[[ Data open ]]
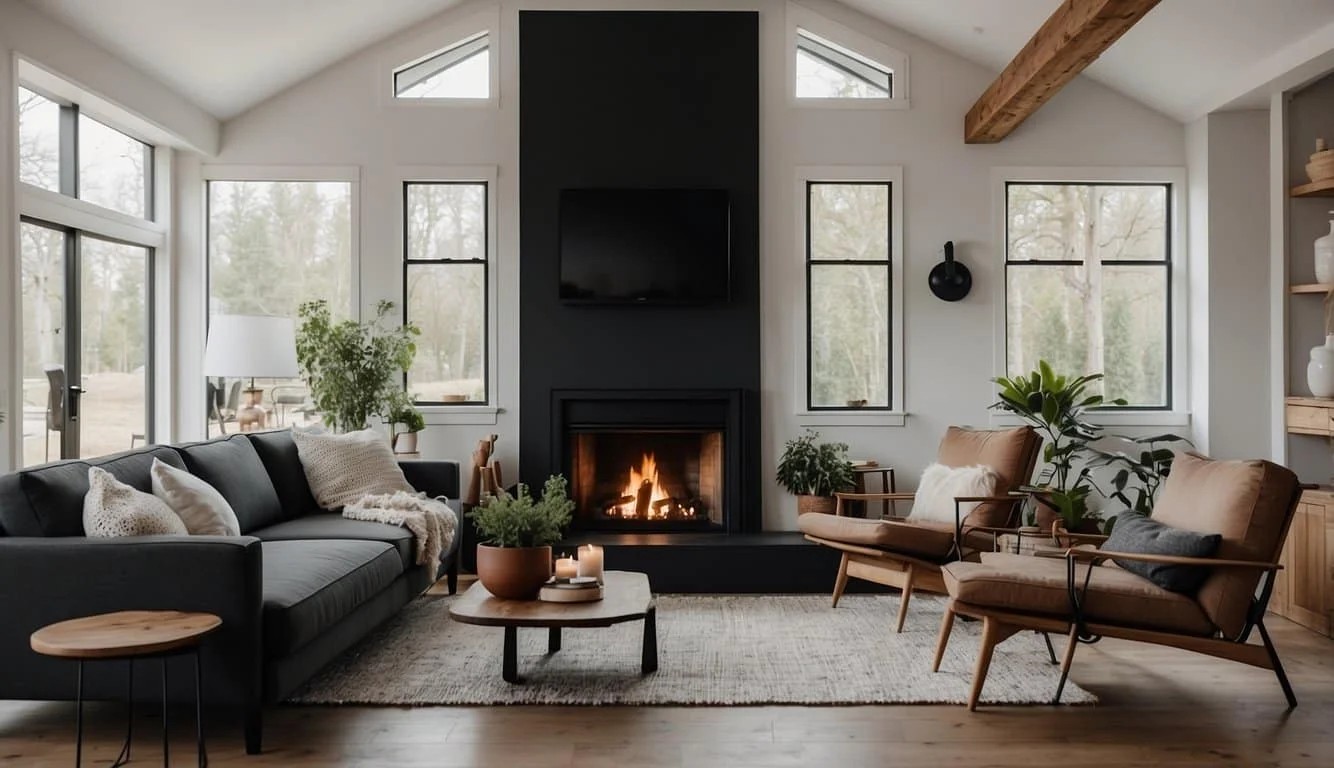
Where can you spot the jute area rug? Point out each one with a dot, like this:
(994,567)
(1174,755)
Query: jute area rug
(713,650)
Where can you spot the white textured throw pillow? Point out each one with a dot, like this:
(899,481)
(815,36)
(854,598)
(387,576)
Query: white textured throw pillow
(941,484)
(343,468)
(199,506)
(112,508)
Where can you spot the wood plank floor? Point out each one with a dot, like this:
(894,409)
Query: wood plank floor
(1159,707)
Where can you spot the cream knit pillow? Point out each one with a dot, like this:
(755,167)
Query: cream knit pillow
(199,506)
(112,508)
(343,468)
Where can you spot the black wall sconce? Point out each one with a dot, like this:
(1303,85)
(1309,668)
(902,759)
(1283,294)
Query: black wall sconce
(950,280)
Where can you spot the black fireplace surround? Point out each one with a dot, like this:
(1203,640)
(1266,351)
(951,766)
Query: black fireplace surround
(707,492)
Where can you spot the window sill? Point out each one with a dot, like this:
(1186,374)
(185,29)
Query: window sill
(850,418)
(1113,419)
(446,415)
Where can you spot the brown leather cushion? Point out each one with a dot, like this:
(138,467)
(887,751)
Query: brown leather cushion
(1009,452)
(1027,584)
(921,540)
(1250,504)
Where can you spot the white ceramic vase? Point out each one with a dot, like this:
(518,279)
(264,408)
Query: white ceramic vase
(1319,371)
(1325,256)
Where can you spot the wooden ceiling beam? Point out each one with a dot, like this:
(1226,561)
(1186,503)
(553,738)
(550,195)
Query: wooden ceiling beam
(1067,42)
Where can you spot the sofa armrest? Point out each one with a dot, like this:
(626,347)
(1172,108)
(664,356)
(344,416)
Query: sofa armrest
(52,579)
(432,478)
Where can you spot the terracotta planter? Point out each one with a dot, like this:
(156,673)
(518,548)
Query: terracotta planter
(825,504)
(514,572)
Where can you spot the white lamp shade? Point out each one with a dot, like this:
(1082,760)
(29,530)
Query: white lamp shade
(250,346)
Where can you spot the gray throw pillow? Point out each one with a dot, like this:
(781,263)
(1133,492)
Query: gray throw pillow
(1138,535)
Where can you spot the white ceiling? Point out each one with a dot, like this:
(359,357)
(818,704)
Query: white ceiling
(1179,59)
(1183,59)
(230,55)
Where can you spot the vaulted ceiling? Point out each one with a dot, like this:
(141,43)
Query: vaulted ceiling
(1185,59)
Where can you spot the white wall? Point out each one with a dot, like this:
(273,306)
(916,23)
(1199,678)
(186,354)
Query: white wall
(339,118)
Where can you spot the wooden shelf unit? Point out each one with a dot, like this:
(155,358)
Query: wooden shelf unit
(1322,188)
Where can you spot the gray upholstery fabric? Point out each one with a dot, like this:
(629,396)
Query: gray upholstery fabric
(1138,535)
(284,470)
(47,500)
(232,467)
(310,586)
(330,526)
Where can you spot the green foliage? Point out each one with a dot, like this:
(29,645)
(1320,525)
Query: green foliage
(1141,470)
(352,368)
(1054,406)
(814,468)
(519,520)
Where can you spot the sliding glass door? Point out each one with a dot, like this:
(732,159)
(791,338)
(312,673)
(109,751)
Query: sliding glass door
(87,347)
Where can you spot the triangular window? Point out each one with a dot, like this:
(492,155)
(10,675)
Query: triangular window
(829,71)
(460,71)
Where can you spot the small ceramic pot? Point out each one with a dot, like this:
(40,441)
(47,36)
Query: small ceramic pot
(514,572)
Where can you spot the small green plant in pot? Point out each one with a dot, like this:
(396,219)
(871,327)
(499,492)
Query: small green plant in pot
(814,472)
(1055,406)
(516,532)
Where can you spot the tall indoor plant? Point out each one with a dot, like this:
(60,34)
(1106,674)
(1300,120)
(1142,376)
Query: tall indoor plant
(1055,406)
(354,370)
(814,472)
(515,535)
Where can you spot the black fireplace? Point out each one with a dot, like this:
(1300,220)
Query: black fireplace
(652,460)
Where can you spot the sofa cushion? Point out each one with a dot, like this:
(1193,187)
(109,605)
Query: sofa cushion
[[ Data closed ]]
- [Work order] Please copy the data shown above word for word, omitting the pictures.

- [Answer section]
Where can you spot the jute area rug? Point out each one with a dot, like this:
(994,567)
(1174,755)
Query: jute area rug
(713,650)
Where can you spot the white textured throw pillow? Point out each one with a dot, like this:
(899,481)
(815,36)
(854,598)
(387,576)
Query: white textured throw pillow
(941,484)
(343,468)
(199,506)
(112,508)
Where can you spot the wood plank floor? Point out each one with a dot, like this:
(894,409)
Query: wood plank floor
(1159,707)
Where can you spot the cream knit pillow? Point out each one with a dot, like this:
(755,167)
Query: cream knit pillow
(199,506)
(112,508)
(343,468)
Where can you spot the black wall sconce? Point out each one with a dot, like this:
(1303,85)
(1309,668)
(902,759)
(1283,294)
Query: black wall sconce
(950,280)
Where can you spot the black fireplace surround? Point out each one with a dot, like this:
(1203,640)
(1266,351)
(951,766)
Query: black fireplace surround
(707,492)
Where can you spot the window sill? Point out each one with a dot, like this:
(1186,374)
(185,29)
Query: window sill
(850,418)
(1113,419)
(446,415)
Where can you spot the brown leather cushion? Point out each one with a dot, like this:
(138,467)
(887,751)
Query: brown leather cushion
(1009,452)
(1027,584)
(921,540)
(1250,504)
Where can you spot the white ceramic vase? Point out each one with a dot, like this:
(518,279)
(264,408)
Query: white ceramic vase
(1319,371)
(1325,256)
Where can you spot the wooden ceiling beam? Point out each one with a dot, like this:
(1226,561)
(1186,503)
(553,738)
(550,195)
Query: wooden ceiling beam
(1067,42)
Where can you spot the sofa armrest? Point out each one with a dot, like this:
(626,347)
(1172,108)
(664,356)
(344,416)
Query: sofa armrest
(52,579)
(432,478)
Where can you spot the terracotta planter? Point out each one with a dot, like this:
(156,673)
(518,548)
Query: terracotta planter
(825,504)
(514,572)
Where can you spot the white lamp shade? Point out each one with a dot, like this:
(1082,760)
(29,530)
Query: white lamp shade
(250,346)
Where can you spot the gray throw pillow? Point out each one with a dot, like this:
(781,263)
(1133,492)
Query: gray throw pillow
(1138,535)
Where can you spot the white ceiling? Point out each one with a dot, like this:
(359,357)
(818,704)
Query: white ceiling
(1179,59)
(1183,59)
(230,55)
Where can you spot the vaulted ceiling? Point out each one with a dot, like this:
(141,43)
Query: vaulted ceiling
(1185,59)
Where can you spot the white wall? Point out each one with a dot, like this:
(273,306)
(916,23)
(1199,678)
(186,354)
Query: white wall
(339,118)
Where can you spot the wooden shelf unit? Point out each one with a dot, like this:
(155,358)
Query: wooden shelf unit
(1322,188)
Where can you spot the gray upholstery fabric? Point out each one with a dot, like this:
(629,396)
Query: gray upholstery fabric
(1138,535)
(284,470)
(47,500)
(232,467)
(310,586)
(330,526)
Where can you spot the green foliage? Point out each one with a dot, like this:
(29,645)
(1320,525)
Query: green foliage
(1141,470)
(352,368)
(1054,406)
(814,468)
(519,520)
Where can you spot the sliding glass door? Point out each one with a dot, like this:
(732,159)
(791,338)
(312,673)
(109,751)
Query: sliding glass door
(87,347)
Where can you spot the triangular window? Point out each one with a dot, like this:
(492,155)
(10,675)
Query: triangular window
(829,71)
(460,71)
Where can you spot the small ceramic pot? Point out each one with a dot, like this:
(40,441)
(47,36)
Query: small ceramic pot
(514,572)
Where can you spot the small green plant in pot? Point out each one with a dot, like this:
(396,219)
(871,327)
(499,492)
Query: small green plant in pot
(814,472)
(1055,406)
(516,532)
Where can you spot the tall indoor plant? Point out each one with a dot, like this:
(60,34)
(1106,674)
(1300,120)
(1142,376)
Query: tall indoor plant
(1055,406)
(354,370)
(814,472)
(515,535)
Where can you spot the black fireplace? Point out each one with a dot, like this:
(1300,220)
Query: black fireplace
(652,460)
Where can you spot the sofa cushion? Point out each one with a dot, like this:
(1193,187)
(109,605)
Query: sofa cushion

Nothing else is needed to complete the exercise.